REQUIRED TASK
Reproduce the stretch of entries from the very first line through the line containing "x=203 y=256", both included, keeping every character unchanged.

* Start SUPPLIED MATERIAL *

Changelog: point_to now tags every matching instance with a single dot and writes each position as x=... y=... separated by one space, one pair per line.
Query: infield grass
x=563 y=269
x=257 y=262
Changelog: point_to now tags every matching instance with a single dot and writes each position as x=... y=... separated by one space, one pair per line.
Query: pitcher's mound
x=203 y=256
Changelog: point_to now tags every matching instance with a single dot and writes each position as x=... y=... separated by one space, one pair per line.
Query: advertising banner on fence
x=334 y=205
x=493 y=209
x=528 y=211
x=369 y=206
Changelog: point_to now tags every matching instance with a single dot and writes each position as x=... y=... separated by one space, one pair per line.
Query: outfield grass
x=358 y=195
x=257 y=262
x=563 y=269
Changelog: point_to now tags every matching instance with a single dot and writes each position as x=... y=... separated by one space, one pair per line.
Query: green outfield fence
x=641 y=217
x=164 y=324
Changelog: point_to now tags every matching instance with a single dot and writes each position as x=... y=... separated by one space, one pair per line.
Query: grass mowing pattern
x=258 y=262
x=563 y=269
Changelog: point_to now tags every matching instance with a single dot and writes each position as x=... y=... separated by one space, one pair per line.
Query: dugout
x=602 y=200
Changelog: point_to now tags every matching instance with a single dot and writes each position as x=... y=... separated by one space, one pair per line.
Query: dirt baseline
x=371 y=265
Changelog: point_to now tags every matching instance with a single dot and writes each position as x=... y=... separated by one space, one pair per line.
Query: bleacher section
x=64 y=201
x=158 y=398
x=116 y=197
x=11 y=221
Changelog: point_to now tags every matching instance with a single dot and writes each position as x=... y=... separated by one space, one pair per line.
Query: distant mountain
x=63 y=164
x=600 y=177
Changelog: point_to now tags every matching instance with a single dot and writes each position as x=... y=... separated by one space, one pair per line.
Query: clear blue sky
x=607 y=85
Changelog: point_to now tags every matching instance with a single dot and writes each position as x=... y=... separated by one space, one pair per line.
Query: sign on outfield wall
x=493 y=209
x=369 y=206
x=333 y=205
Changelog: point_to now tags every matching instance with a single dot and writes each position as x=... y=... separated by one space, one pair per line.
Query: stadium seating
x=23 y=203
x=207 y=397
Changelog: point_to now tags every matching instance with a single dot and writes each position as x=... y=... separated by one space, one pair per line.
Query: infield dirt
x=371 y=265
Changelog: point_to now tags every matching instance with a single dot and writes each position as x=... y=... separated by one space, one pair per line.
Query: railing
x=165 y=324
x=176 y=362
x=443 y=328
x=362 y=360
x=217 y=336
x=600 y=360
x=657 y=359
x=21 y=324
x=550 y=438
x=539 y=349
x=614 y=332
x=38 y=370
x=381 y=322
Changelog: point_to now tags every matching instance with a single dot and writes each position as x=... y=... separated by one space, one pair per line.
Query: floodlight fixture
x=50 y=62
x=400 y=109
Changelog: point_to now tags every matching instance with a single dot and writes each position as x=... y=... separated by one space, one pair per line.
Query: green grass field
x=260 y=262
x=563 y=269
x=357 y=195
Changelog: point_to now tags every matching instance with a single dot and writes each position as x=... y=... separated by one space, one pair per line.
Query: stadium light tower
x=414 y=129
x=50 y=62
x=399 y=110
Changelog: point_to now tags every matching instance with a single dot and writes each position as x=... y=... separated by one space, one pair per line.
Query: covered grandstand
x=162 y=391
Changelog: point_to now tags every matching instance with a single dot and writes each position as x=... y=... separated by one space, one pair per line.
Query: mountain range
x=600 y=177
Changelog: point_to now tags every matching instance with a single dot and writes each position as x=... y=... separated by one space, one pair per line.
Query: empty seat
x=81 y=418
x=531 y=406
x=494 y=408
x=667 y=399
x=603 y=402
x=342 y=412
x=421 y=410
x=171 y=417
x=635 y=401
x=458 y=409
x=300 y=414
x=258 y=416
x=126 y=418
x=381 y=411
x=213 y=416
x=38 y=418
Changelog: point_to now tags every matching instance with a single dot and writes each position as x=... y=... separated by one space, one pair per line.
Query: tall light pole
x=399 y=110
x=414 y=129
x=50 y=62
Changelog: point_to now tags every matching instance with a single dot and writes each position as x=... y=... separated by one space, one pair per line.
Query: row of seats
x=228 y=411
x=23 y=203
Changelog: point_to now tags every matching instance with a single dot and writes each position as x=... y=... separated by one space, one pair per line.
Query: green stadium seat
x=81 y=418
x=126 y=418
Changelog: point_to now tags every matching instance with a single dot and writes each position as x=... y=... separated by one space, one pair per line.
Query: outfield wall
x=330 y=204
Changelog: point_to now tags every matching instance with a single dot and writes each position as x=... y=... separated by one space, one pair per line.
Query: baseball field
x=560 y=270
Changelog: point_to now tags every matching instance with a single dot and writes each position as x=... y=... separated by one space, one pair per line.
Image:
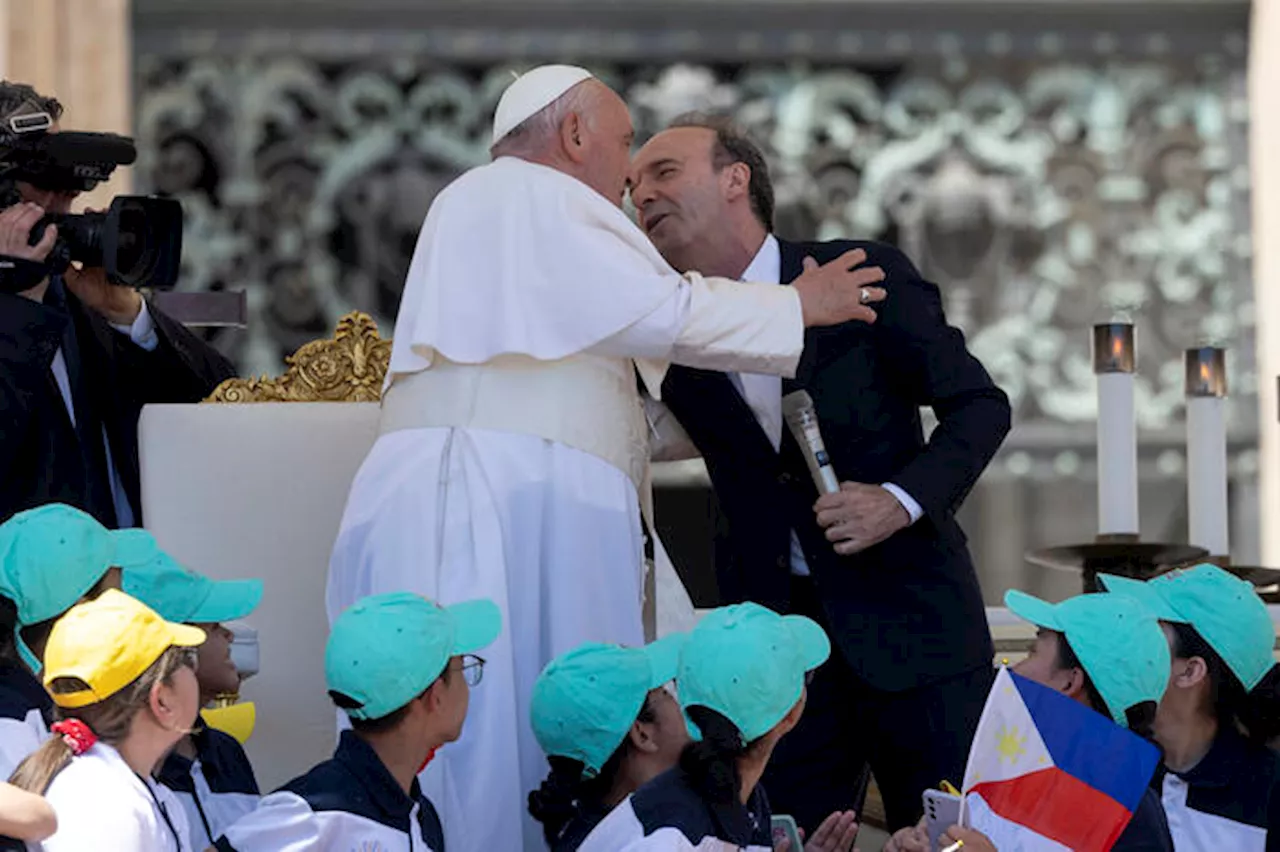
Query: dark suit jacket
x=905 y=612
x=41 y=452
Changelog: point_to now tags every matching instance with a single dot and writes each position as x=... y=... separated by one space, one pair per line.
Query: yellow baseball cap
x=108 y=644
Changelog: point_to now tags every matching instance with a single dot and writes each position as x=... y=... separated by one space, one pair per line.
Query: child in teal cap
x=1220 y=710
x=741 y=682
x=1109 y=654
x=208 y=770
x=50 y=558
x=607 y=725
x=401 y=668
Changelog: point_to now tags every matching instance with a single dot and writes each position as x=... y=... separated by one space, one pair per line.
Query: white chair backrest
x=257 y=490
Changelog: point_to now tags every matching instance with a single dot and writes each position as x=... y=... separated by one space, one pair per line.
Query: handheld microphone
x=803 y=420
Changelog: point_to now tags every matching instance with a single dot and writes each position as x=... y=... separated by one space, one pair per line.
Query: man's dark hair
x=732 y=145
x=13 y=96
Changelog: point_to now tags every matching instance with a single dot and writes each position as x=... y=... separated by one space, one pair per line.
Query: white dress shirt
x=763 y=394
x=142 y=331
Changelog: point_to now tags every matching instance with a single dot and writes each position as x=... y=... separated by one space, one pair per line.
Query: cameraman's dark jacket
x=42 y=456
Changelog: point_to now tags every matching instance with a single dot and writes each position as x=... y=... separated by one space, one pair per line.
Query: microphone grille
x=795 y=403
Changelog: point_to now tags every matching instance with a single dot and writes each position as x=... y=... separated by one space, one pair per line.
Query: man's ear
x=161 y=702
x=1074 y=686
x=641 y=737
x=1189 y=672
x=572 y=133
x=736 y=181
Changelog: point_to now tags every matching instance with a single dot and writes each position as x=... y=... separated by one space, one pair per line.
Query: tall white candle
x=1118 y=456
x=1118 y=429
x=1206 y=450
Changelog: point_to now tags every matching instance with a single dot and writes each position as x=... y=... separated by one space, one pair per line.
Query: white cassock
x=513 y=447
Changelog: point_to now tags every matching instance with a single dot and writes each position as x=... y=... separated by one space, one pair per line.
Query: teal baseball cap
x=51 y=557
x=184 y=596
x=1118 y=641
x=586 y=700
x=135 y=549
x=385 y=650
x=1224 y=609
x=749 y=664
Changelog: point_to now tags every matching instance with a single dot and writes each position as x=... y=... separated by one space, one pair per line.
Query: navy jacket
x=905 y=612
x=42 y=456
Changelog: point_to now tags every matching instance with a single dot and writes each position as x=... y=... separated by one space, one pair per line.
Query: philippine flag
x=1047 y=773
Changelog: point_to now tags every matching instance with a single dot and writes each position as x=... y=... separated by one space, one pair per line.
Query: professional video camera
x=137 y=241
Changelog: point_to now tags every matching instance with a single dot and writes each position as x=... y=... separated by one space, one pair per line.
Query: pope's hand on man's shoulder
x=839 y=291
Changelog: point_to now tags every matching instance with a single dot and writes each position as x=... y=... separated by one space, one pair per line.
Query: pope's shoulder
x=498 y=181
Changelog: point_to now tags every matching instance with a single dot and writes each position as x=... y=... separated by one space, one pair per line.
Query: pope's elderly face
x=608 y=127
x=676 y=189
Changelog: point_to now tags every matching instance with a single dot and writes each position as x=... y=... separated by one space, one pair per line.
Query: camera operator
x=80 y=355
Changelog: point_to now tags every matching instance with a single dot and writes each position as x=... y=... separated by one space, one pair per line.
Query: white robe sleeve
x=718 y=324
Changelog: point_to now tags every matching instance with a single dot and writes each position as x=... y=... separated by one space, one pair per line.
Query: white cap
x=533 y=92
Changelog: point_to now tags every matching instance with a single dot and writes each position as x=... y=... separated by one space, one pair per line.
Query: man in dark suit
x=882 y=564
x=78 y=358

* End SUPPLIED MATERIAL *

COMPLETE ANSWER
Changelog: point_to now tags every matching instance with a single dot and writes each position as x=... y=... separated by one space, one pair per line.
Query: infield grass
x=563 y=269
x=257 y=262
Changelog: point_to now tags every matching instance with a single dot and writes each position as x=... y=... separated by one space, one pair per line.
Query: pitcher's mound
x=203 y=256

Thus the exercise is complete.